▶ Work to be completed
Rewrite the lines below, replacing every occurrence of "one point per instance" with "one point for each instance" and leaving everything else unchanged.

▶ Exercise materials
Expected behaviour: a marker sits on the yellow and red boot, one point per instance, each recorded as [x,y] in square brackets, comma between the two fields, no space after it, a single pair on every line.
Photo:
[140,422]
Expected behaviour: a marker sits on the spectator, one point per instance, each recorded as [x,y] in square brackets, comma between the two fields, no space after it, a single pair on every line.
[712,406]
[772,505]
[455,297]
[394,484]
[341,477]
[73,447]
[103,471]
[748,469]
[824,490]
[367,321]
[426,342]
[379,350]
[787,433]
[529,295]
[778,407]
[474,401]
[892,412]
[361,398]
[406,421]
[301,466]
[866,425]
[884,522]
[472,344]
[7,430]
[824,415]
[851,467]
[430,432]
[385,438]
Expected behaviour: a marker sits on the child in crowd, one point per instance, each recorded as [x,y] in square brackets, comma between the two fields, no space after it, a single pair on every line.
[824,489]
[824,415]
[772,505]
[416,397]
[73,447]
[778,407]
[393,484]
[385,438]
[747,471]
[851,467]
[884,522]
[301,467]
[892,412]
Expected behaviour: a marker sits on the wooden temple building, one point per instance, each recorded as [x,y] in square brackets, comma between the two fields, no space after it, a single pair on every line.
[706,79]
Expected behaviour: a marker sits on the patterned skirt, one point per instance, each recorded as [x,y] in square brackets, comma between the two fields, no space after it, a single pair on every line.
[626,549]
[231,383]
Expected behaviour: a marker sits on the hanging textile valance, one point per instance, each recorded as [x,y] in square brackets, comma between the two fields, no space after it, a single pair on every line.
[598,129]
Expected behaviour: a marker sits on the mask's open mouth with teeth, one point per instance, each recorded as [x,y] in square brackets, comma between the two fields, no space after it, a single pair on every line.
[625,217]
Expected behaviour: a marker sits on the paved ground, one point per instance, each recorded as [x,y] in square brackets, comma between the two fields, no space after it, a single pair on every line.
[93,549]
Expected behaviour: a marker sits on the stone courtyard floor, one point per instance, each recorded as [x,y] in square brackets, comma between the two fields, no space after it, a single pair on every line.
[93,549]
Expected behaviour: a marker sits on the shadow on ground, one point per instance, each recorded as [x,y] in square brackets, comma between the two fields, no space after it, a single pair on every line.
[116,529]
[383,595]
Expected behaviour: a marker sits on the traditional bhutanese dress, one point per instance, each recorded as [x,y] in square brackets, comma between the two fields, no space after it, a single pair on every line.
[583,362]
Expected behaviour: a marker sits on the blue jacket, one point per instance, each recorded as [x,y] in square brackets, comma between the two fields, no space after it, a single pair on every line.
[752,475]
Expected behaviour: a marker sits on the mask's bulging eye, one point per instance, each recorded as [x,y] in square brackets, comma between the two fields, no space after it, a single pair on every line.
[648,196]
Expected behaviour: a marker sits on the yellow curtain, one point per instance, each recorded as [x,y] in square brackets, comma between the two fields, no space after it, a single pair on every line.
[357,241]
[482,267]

▶ The output
Expected behaviour: a marker sits on the yellow and red boot, one point for each instance, each recorded as [x,y] in square brackets, comma between the two fields, no space after it, a single pair on every line.
Photo:
[140,422]
Expected behaviour: a marker sits on the spectator, one point for each instance, each recorded as [x,y] in square brackets, comma between the two fields, no space after it, a single pair on every line.
[712,406]
[772,505]
[455,297]
[394,484]
[341,477]
[73,447]
[103,471]
[748,469]
[824,490]
[367,321]
[426,342]
[379,350]
[787,433]
[529,295]
[778,407]
[474,401]
[892,412]
[361,398]
[406,421]
[301,466]
[866,425]
[884,522]
[472,344]
[7,430]
[824,415]
[851,467]
[430,432]
[385,438]
Expected behaviour: a marker sits on the child in crowd, one point for each instance, each recorded as [x,y] in square brackets, comma between the two fields, no space after it, a single pair on every line.
[824,489]
[824,415]
[772,505]
[416,397]
[73,447]
[778,407]
[393,484]
[385,438]
[747,471]
[851,467]
[884,522]
[301,467]
[892,412]
Expected behaviour: a marker sits on the wooden temple building, one point for each instance, each recorded as [x,y] in square brackets, comma between the two fields, no space after it, a single pair on every line.
[706,79]
Expected behaviour: a marker sits on the patterned skirt, one point for each instance, each recorded as [x,y] in square brackets, comma between the two fields, no space after it, a single pair on every line.
[626,549]
[231,383]
Expected behaviour: a marker sits on the hanging textile valance, one point for each instance, each recorded as [x,y] in square brackets, comma between the two fields, no space after it, a single pair on every line.
[598,129]
Expected behaviour: a marker sits on the mask's open mouth with teeth, one point for each instance, each recorded as [x,y] in square brackets, comma between the two fields, no space after it, a single pair on every line.
[625,217]
Expected behaviour: a marker sits on the paved ground, one point for each instance, each recorded as [x,y] in square brackets, comma between the two fields, no space after it, a single pair on every line.
[93,549]
Expected behaviour: a marker sits on the stone courtyard floor, one point for each instance, each recorded as [x,y] in square brackets, comma between the two fields, no space after it, a single pair on every line.
[93,549]
Expected behaviour: a marker sits on the shadow on ground, one point for each instance, each recorded as [x,y] in square brackets, comma between the two fields, no space after it, a single pair on every line.
[116,529]
[383,595]
Expected behaviour: a marker sits on the traditional bhutanese dress, one point for each instance, each recorded as [x,y] in square brackets, comma between the two fields, no space after it, a single pair on every line.
[583,362]
Expected behaviour: a marker sits on the blue jacket, one point for each instance, each recorded as [x,y] in square brackets, comma between the two fields, no space after it, a single pair on every line.
[752,475]
Expected behaviour: a marker sits on the mask's bulging eye, one point for each instance, each recorded as [x,y] in square brackets, comma between the two fields, no space after it, a single pair on every line.
[648,196]
Expected behaviour: a marker sits on the yellow curtain, one point for each instance, each recorded as [x,y] in square brackets, comma between the two fields, no space after it, a single pair on every line.
[357,241]
[482,267]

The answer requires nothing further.